They warn against idolatry, both the teaching, “You cannot serve God and mammon,” and the one that says, “It is easier for a camel to pass through the eye of a needle than for one who is rich to enter the kingdom of God.” Every idolater despises God and, hence, has no inheritance in the kingdom (Mt. 6:24; Eph. 5:5).

Through these warnings, the living and effective Word of God also extends the invitation to discipleship to those who are prone to turn into a dehumanizing idol the good things that come from God (Ps. 115:4-8). Whether we have much or little or nothing, we are lovingly called to fullness.

Jesus earnestly wants the rich to repent of the self-sufficiency that is characteristic of the rich man blessed with a bountiful harvest (Lk. 12:16-21). This dreamer of the largest barns is unmindful of the Giver of blessings. He puts his trust in the possessions he has accumulated and congratulates himself for them. Yes, there is such a thing as the responsibility of a servant to make the capital entrusted to him by his master to grow. But such responsibility cannot be mistaken for greed. The former recognizes God; the latter exalts the financial storage as the almighty and absolute sovereign.

Those motivated by greed are fools who prefer possessions—power, wealth, moral or doctrinal superiority, health, beauty—to God’s resplendent and wise words. And since fleeting possessions do not fill, the fools devote themselves unceasingly to acquiring them. They only think of themselves and of increasing their wealth and have no regard for justice, equality, sustainability. It does not bother them to throw away good food while millions starve.
##########
[WHAT TO DO]
**1.** Return the portion of the reflection on wealth and greed from "They warn against" up to and including "called to fullness.".
**2.** Carry the reflection on wealth and greed forward, beginning after its final sentence.
The listing that follows is separate material and is unrelated to the reflection on wealth and greed.

[RECORDS SUPPLIED]
##########
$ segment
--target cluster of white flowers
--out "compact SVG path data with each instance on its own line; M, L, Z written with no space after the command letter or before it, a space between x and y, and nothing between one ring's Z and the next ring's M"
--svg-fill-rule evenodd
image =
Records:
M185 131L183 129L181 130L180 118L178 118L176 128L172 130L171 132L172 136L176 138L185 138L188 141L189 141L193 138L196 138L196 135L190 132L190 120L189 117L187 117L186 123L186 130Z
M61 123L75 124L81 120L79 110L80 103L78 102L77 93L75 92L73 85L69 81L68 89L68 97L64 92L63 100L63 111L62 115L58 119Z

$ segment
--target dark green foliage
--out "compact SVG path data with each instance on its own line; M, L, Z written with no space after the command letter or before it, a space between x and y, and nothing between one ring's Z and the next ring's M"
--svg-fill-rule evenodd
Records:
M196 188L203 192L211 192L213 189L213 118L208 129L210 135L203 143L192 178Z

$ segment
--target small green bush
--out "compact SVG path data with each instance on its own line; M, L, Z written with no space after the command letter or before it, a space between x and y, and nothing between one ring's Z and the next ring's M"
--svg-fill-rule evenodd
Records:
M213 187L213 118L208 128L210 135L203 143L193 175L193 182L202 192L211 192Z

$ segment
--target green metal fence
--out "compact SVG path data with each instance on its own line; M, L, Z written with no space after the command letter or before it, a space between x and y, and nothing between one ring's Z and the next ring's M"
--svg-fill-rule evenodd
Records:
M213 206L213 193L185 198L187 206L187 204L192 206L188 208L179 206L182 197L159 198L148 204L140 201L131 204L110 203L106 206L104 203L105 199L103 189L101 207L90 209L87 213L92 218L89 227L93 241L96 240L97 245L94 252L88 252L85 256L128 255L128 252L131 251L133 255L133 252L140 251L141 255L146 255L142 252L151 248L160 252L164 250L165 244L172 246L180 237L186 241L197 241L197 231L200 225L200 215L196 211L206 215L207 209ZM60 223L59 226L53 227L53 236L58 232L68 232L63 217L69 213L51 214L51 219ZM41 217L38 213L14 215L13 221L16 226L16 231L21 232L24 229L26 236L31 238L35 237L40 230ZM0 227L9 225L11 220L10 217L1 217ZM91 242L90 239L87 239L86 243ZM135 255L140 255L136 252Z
##########
[TASK RESPONSES]
**1.**
They warn against idolatry, both the teaching, “You cannot serve God and mammon,” and the one that says, “It is easier for a camel to pass through the eye of a needle than for one who is rich to enter the kingdom of God.” Every idolater despises God and, hence, has no inheritance in the kingdom (Mt. 6:24; Eph. 5:5).

Through these warnings, the living and effective Word of God also extends the invitation to discipleship to those who are prone to turn into a dehumanizing idol the good things that come from God (Ps. 115:4-8). Whether we have much or little or nothing, we are lovingly called to fullness.

**2.**
Jesus instructs the 99% with little or nothing not to be like the greedy of the 1% who, like their idol, bear the image and inscription of the exploiter, not of the Liberator, and make use of the mark of the beast to buy or sell (Rev. 13:17). Liberation cannot come from the oppressive system. One arrives at an alternative only by thinking outside the box.

The Christian alternative asks that those who seek salvation put their trust in Providence and not worry about their powerlessness and their needs. They should be consumed by love, not of money, but of the treasure that the poor are. Rejecting lifeless idol and recognizing that life and well-being depends on God, who can do everything, those who have little or nothing are rich in their poverty, strong in their weakness, great in their being the least, the first as they take the last places.

And they will live up to what they do in memory of the one who came not to be served but to serve and to give his life as a ransom for many. Together with the beggars Lazarus of today, with the poor widow who offered her whole livelihood, with St. Francis of Assisi and St. Vincent de Paul, they will thus contribute—better than the rich who dress in purple garment and fine linen and are regaled with sumptuous banquets—to evangelization, conscientization, the rebuilding of the Church, the attainment of something we lack.